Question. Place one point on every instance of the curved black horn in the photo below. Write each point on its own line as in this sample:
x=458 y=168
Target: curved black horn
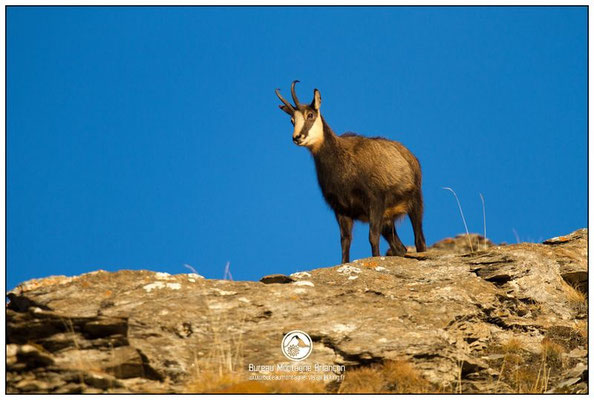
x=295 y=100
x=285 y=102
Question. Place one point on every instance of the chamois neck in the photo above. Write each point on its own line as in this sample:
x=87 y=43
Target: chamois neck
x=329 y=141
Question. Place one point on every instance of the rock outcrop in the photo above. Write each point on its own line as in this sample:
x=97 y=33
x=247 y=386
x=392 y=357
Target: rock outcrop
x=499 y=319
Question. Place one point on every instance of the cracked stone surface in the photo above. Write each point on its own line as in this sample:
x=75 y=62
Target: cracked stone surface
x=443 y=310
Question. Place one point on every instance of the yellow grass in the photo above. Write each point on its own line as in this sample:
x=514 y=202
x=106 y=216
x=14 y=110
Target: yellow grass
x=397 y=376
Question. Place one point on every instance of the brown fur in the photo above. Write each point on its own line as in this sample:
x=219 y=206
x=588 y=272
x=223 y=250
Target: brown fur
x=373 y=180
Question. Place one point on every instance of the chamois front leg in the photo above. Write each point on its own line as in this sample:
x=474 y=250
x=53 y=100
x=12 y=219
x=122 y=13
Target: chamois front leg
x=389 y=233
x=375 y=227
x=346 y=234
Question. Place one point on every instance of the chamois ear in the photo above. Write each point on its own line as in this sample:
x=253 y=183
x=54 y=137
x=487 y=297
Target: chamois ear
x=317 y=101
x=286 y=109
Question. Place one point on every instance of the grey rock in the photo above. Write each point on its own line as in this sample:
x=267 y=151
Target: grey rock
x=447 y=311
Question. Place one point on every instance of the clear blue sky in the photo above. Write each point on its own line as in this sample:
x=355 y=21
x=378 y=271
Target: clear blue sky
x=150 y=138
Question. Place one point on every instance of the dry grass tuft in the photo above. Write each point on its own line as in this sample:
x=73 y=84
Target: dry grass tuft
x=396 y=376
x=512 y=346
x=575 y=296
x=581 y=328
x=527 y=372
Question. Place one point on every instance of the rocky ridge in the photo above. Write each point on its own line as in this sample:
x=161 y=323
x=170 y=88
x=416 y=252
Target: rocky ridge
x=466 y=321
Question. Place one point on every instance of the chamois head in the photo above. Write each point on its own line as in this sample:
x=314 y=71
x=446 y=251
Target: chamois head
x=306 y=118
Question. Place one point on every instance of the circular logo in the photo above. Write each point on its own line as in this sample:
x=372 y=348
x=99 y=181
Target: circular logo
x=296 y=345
* * * * * * * * *
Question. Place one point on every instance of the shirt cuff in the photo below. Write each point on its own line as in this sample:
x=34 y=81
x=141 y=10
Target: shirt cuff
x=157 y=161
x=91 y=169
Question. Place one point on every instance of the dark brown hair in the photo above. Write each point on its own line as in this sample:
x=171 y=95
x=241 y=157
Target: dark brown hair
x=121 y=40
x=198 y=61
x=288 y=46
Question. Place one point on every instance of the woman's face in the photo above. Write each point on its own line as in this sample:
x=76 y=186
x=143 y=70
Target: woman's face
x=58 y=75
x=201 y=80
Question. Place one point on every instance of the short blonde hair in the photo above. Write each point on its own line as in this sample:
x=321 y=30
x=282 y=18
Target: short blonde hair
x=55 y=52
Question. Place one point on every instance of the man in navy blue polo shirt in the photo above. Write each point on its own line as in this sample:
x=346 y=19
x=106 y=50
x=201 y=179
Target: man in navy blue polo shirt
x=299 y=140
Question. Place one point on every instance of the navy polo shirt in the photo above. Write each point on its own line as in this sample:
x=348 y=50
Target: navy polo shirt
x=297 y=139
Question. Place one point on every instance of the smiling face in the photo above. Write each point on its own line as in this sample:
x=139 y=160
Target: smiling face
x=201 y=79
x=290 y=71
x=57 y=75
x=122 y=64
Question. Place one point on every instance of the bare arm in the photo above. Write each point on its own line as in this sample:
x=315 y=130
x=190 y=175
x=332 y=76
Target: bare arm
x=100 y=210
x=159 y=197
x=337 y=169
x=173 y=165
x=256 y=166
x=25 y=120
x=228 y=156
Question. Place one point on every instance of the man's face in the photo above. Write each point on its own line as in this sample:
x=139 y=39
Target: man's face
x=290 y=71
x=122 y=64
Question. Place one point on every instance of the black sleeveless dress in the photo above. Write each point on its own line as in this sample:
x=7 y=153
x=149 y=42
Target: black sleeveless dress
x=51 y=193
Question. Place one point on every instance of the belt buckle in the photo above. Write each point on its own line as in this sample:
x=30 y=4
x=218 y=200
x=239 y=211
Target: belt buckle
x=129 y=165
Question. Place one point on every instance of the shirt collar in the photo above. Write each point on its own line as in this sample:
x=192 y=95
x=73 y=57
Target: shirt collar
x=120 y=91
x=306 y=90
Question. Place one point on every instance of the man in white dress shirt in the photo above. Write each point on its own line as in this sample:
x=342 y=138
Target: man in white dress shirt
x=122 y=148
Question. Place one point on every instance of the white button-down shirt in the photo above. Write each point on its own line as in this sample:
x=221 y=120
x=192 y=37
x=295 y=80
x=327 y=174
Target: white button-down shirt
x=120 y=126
* * * * * * * * *
Prompt
Using only the data above, copy out the lines that include the word "below".

Answer area
Question. Place one point on every instance of the curved black horn in the photo below. Write each point on its own line as in this sample:
Question. Place one point on every instance of the shirt cuff in the photo below. Write each point on its own line as in this sample:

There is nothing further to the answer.